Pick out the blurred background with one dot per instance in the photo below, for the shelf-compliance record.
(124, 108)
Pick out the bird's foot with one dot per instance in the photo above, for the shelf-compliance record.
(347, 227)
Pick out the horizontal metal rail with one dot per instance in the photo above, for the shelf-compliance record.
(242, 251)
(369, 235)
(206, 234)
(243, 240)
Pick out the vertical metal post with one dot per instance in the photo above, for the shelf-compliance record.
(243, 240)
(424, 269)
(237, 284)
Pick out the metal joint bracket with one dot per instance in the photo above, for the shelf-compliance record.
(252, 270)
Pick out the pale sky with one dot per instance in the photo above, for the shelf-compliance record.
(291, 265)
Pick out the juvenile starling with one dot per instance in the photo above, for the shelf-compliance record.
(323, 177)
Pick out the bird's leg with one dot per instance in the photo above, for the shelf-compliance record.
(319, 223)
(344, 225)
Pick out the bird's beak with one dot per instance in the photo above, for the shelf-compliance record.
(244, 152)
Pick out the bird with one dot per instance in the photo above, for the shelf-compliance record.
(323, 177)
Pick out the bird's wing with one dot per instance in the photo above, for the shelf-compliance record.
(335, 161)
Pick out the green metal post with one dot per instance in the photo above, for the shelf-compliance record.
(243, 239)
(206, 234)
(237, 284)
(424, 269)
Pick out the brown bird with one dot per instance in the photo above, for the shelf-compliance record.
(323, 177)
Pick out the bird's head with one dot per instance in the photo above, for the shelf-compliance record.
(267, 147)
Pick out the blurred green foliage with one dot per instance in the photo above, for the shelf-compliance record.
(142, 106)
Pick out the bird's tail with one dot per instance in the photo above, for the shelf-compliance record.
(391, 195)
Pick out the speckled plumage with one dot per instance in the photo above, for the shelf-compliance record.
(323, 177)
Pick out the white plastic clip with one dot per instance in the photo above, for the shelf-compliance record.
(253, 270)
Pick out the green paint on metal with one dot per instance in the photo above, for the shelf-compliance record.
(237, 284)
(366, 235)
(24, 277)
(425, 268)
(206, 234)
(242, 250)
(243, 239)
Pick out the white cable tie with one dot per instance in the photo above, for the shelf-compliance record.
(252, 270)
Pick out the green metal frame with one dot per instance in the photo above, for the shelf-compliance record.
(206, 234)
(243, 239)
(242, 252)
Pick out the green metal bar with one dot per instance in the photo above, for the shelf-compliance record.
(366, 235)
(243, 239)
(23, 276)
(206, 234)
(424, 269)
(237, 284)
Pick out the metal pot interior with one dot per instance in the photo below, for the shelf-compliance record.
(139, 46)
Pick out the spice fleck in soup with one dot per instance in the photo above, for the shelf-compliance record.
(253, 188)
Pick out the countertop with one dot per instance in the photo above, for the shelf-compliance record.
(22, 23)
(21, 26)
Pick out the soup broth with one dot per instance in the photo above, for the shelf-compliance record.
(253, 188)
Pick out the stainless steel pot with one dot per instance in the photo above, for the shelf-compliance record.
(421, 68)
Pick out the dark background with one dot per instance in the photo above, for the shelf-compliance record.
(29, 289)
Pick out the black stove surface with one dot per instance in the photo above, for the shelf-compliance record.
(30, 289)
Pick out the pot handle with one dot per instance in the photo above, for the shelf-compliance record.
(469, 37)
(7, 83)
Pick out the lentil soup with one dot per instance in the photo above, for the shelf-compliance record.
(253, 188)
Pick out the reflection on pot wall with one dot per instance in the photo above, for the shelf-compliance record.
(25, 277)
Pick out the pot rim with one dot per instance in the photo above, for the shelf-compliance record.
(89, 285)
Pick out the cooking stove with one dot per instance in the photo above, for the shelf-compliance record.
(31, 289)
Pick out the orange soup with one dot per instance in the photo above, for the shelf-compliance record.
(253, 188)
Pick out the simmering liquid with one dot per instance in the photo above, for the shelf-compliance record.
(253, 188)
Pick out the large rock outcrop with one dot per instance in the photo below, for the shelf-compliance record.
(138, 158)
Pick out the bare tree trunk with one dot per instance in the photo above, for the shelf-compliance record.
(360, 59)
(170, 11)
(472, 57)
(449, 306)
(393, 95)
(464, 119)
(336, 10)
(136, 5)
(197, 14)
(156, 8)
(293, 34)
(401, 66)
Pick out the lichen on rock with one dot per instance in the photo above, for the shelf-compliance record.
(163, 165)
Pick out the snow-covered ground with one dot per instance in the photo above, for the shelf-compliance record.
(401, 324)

┄┄┄┄┄┄┄┄┄┄

JOB
Quote the lines of the data above exactly, starting at the line that contains "Pick out the lentil" and ending at the last line of the data.

COMPLETE RESPONSE
Pick out the lentil soup with one dot per instance in the photo above, for the shelf-compliance record.
(253, 188)
Pick out the reflection on pot wall with one dot per instance in the photo above, for the shelf-compliance record.
(25, 277)
Pick out the pot rim with one dot per instance in the photo above, for the shelf-compliance record.
(89, 285)
Pick out the cooking stove with one dot per instance in the photo above, for the shelf-compliance record.
(31, 289)
Pick out the orange soup with one dot per instance in the photo above, for the shelf-compliance record.
(253, 188)
Pick out the simmering liquid with one dot per instance in the photo above, for the shelf-compliance record.
(253, 188)
Pick out the large rock outcrop with one dot per instance in the photo below, for the shelf-compliance record.
(138, 158)
Pick out the bare tree trunk with one dot per instance in the photo above, for the shelf-compliance record.
(360, 59)
(170, 11)
(472, 57)
(449, 306)
(393, 95)
(464, 119)
(336, 10)
(136, 5)
(197, 14)
(156, 8)
(293, 34)
(401, 66)
Pick out the lichen on rock with one dot per instance in the photo above, for the shelf-compliance record.
(163, 165)
Pick out the snow-covered ground with one dot per instance in the photo above, for the shelf-compliance record.
(401, 324)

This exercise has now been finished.